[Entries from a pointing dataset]
___
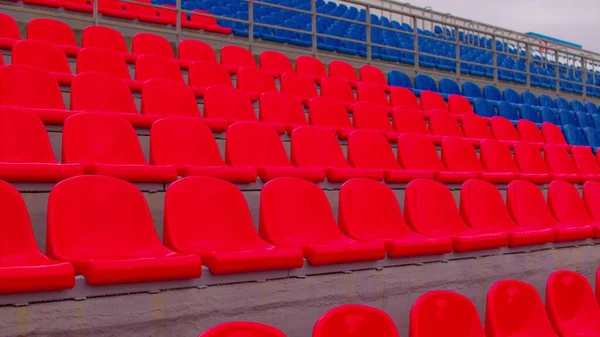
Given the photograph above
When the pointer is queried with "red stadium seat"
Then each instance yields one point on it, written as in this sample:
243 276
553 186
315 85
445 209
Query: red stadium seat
296 213
30 88
460 156
45 56
258 146
275 63
344 71
430 210
234 58
330 114
25 151
319 148
298 86
514 308
482 207
23 268
55 32
417 153
118 243
210 217
106 61
108 145
106 38
254 81
370 150
369 211
9 31
280 108
355 320
571 305
528 207
444 313
233 329
311 67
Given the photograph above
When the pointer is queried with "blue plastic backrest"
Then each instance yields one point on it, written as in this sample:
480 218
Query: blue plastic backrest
511 96
492 93
399 79
425 82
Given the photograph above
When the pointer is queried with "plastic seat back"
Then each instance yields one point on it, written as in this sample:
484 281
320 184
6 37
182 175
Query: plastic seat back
90 138
168 98
354 320
515 308
103 92
152 44
571 305
444 313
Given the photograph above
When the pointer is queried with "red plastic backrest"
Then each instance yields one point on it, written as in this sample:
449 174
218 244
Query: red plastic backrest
99 217
103 38
100 138
241 329
372 74
152 44
255 145
482 206
276 61
203 214
416 152
503 129
459 155
168 98
194 50
281 108
423 196
370 92
221 102
337 89
308 65
296 211
23 138
474 126
571 305
298 85
529 158
237 57
315 147
552 134
206 74
53 31
148 67
102 60
103 92
369 210
367 149
342 70
40 54
29 87
496 157
515 308
409 120
527 205
183 141
403 97
328 112
529 132
444 313
371 116
354 320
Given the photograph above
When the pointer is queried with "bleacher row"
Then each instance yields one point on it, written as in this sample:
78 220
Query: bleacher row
513 308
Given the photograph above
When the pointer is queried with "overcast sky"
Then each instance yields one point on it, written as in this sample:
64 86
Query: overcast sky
576 21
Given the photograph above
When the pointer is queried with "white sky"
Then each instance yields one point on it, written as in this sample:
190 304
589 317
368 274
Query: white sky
577 21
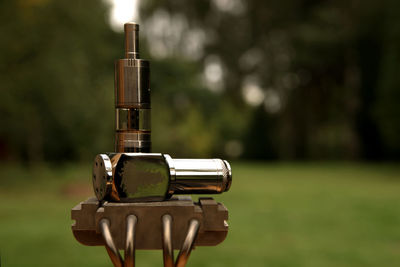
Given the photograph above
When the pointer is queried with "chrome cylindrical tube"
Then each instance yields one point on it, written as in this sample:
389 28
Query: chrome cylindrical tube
132 97
200 176
156 176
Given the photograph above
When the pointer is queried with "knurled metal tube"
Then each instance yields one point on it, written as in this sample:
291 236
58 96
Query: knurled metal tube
132 97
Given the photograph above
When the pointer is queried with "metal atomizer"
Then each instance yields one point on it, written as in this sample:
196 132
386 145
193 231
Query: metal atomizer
132 97
132 173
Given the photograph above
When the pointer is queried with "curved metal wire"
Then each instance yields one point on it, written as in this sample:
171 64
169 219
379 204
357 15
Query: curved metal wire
168 252
187 245
131 221
110 245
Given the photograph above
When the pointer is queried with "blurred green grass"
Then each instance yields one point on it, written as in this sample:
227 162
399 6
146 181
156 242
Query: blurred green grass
284 214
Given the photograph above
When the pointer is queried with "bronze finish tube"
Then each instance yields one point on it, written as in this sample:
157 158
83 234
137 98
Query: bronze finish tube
132 97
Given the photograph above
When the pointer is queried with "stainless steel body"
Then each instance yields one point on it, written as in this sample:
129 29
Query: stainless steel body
130 177
132 97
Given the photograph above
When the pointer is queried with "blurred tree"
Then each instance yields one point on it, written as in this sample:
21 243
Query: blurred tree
56 78
309 73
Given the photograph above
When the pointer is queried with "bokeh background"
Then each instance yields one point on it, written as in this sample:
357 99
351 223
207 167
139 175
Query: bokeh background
300 95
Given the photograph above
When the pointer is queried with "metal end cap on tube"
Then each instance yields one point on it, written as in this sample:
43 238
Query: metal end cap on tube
228 176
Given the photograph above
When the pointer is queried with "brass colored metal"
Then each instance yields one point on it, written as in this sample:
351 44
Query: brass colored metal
168 252
187 245
131 221
112 250
132 97
137 177
135 206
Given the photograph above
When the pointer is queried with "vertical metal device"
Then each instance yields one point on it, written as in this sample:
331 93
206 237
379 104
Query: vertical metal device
132 97
134 206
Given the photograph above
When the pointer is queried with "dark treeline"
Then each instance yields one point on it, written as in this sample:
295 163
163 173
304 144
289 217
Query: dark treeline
288 79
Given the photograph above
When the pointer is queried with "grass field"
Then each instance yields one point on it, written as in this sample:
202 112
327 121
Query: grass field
312 214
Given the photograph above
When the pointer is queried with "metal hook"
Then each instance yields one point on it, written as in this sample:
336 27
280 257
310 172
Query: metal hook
131 221
110 245
168 252
187 245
___
- **PROBLEM TO WORK ON**: Print the complete listing exactly as it stands, without its pictures.

- **SOLUTION**:
Given the photograph above
When the pointer is queried with "red stadium seat"
Then each instance yields one point on it, written as in this sample:
243 276
553 186
315 85
445 209
Query: red stadium seat
296 213
30 88
460 156
45 56
258 146
275 63
344 71
430 210
234 58
330 114
25 151
319 148
298 86
514 308
482 207
23 268
55 32
417 153
118 243
210 217
106 61
108 145
106 38
254 81
370 150
369 211
9 31
280 108
355 320
571 305
528 207
444 313
233 329
311 67
Given the photograph above
When the pointer is queried with "blue plastic backrest"
Then each instance yields one point on it, written as in this sample:
480 218
Query: blue plastic backrest
511 96
492 93
399 79
425 82
Given the photograph above
When the pointer is queried with "plastic seat back"
Then each instance yields one point on it, written as in this sample:
484 281
320 184
6 37
182 175
Query: plastic seat back
90 138
168 98
354 320
515 308
103 92
152 44
571 305
444 313
Given the photograph above
When the pointer is queried with "red plastic backrest"
Then each instance yields one point on it, written as in this sample:
449 174
218 244
Query: red plastic backrest
99 217
103 38
100 138
241 329
372 74
152 44
255 145
482 206
276 61
203 214
416 152
503 129
459 155
168 98
194 50
281 108
423 196
370 92
221 102
337 89
308 65
296 211
23 138
474 126
571 305
298 85
529 158
237 57
315 147
552 134
206 74
53 31
148 67
102 60
103 92
369 210
367 149
342 70
40 54
29 87
496 157
515 308
409 120
527 205
183 141
403 97
328 112
529 132
444 313
371 116
354 320
Given the photograph above
When the pointer is queried with "bleacher row"
Then each instance yields one point on it, written as in this sample:
78 220
Query: bleacher row
513 308
Given the photograph above
When the pointer is queried with "overcast sky"
Then each instance yields one point on it, written as in this sample:
64 86
Query: overcast sky
576 21
Given the photograph above
When the pointer is queried with "white sky"
Then each instance yields one point on it, written as in this sample:
190 304
589 317
368 274
Query: white sky
577 21
Given the photograph above
When the pointer is queried with "chrome cylindrical tube"
Then each instance yields one point on it, written as in this sample:
389 28
Query: chrome cylindrical tube
132 97
200 176
156 176
Given the photograph above
When the pointer is queried with "knurled metal tube"
Then each instance yields one point on it, written as in this sample:
291 236
58 96
Query: knurled metal tube
132 97
Given the photograph above
When the pointer is queried with "metal atomizer"
Then each instance yields one point on it, written as in this sample:
196 132
386 145
193 231
Query: metal atomizer
132 97
132 173
Given the photograph above
When the pointer is queried with "curved metal wire"
Then each instance yields one point on it, written as in this sample:
171 64
169 219
379 204
357 15
Query: curved metal wire
168 252
187 245
131 221
110 245
Given the photograph above
When the pointer is queried with "blurred green grass"
Then each instance yields one point on it, written as in this sample:
227 162
399 6
146 181
156 242
Query: blurred green grass
284 214
Given the photograph above
When the pointer is queried with "bronze finish tube"
Then each instance yields one point on it, written as in this sample:
157 158
83 234
137 98
Query: bronze finish tube
132 97
Given the photograph above
When the pointer is queried with "stainless steel body"
Then each instance yields one point on it, written as in this sample:
129 29
Query: stainless steel body
130 177
132 97
Given the photograph above
When the pointer is queried with "blurred tree"
Then each instance yields one point on it, written as in this sample:
21 243
Query: blurred tree
56 78
309 73
Given the photograph above
When the pointer is queried with "bokeh background"
Then each instance yields one point on it, written as in this sample:
357 99
351 223
207 167
139 175
Query: bokeh background
300 95
Given the photograph above
When the pointer is queried with "metal end cap on tube"
Then each instance yields one point on it, written as in this sample:
43 238
Query: metal end cap on tube
228 176
Given the photograph above
When the pointer is queried with "brass colored metal"
Then each instance yields one point on it, written as in this sample:
351 44
Query: brass colored metal
168 252
187 245
131 221
112 250
132 97
137 177
135 206
Given the photograph above
When the pointer is queried with "vertical metal device"
Then each instance yields one point on it, written as in this sample:
331 93
206 237
379 104
Query: vertical metal device
132 97
134 206
Given the photograph above
When the pointer is queried with "dark treeline"
Then each instance yields one point on it, written as in this sample:
295 163
163 173
304 144
289 217
Query: dark treeline
288 79
Given the photograph above
When the pointer is queried with "grass field"
Then each instance yields one point on it, written as in this sample:
202 112
327 121
Query: grass field
312 214
Given the photograph above
When the pointer is queried with "metal hook"
Then each instance yields one point on it, written as in this sample:
336 27
280 257
310 172
Query: metal hook
131 221
110 245
168 252
187 245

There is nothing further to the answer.